## Tasks
1. Reproduce the part of the Go API documentation that runs from "func (e *Error) Error()" down to "(N ≤ poly_modulus_degree)", with no changes.
2. Answer these questions using the Go API documentation, giving each answer on its own line and marked the same way.
(a) In what unit does MemoryGB return total memory?
(b) According to its comment, what does the Detail field of the Error struct hold?
(c) What does the Devices function return information about?
3. Continue the Go API documentation, starting right after its final comment line.

## Text
Has returns true if the device has the specified capability.

type DeviceInfo

type DeviceInfo struct {
	Backend          BackendType
	Index            int
	Name             string
	Vendor           string
	IsDiscrete       bool
	IsUnifiedMemory  bool
	TotalMemory      uint64 // bytes
	MaxBufferSize    uint64 // bytes
	MaxWorkgroupSize uint32
	SIMDWidth        uint32
	Capabilities     DeviceCaps
}

DeviceInfo contains information about a compute device.

func Devices

func Devices() []DeviceInfo

Devices returns information about all available devices across all backends.

func (*DeviceInfo) MemoryGB

func (d *DeviceInfo) MemoryGB() float64

MemoryGB returns total memory in gigabytes.

type Error

type Error struct {
	Op      string // Operation that failed
	Backend BackendType
	Err     error
	Detail  string // Additional detail from C library
}

Error wraps an error with additional context from the C library.

func (*Error) Error

func (e *Error) Error() string

func (*Error) Unwrap

func (e *Error) Unwrap() error

type FHEOps

type FHEOps interface {
	// BFVEncrypt encrypts plaintext with BFV scheme.
	// plaintext: [N] int64 values (N ≤ poly_modulus_degree)
	// pk: public key
	// ciphertext: output ciphertext
	BFVEncrypt(plaintext, pk, ciphertext *UntypedTensor) error

	// BFVEncryptBatch encrypts multiple plaintexts.
	// plaintexts: [M, N] int64
	// pk: public key
	// ciphertexts: [M, ...] output
	BFVEncryptBatch(plaintexts, pk, ciphertexts *UntypedTensor) error

	// BFVDecrypt decrypts ciphertext.

## Recorded information
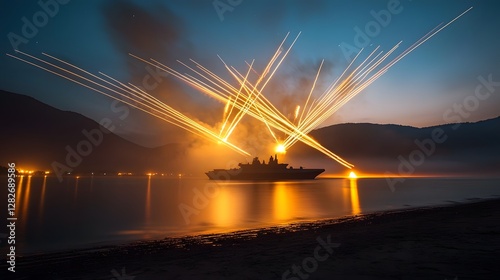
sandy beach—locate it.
[2,200,500,280]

## Results in order
1.
func (e *Error) Error() string

func (*Error) Unwrap

func (e *Error) Unwrap() error

type FHEOps

type FHEOps interface {
	// BFVEncrypt encrypts plaintext with BFV scheme.
	// plaintext: [N] int64 values (N ≤ poly_modulus_degree)

2.
(a) Gigabytes.
(b) Additional detail from the C library.
(c) All available devices across all backends.

3.
	// ciphertext: input ciphertext
	// sk: secret key
	// plaintext: [N] int64 output
	BFVDecrypt(ciphertext, sk, plaintext *UntypedTensor) error

	// BFVAdd adds two ciphertexts.
	// ct1, ct2: input ciphertexts
	// result: output ciphertext
	BFVAdd(ct1, ct2, result *UntypedTensor) error

	// BFVMultiply multiplies ciphertexts with relinearization.
	// ct1, ct2: input ciphertexts
	// relinKey: relinearization key
	// result: output ciphertext
	BFVMultiply(ct1, ct2, relinKey, result *UntypedTensor) error

	// BFVMultiplyPlain multiplies ciphertext by plaintext.
	// ct: input ciphertext
	// plain: [N] int64 plaintext
	// result: output ciphertext
	BFVMultiplyPlain(ct, plain, result *UntypedTensor) error

	// BFVRotate rotates ciphertext slots.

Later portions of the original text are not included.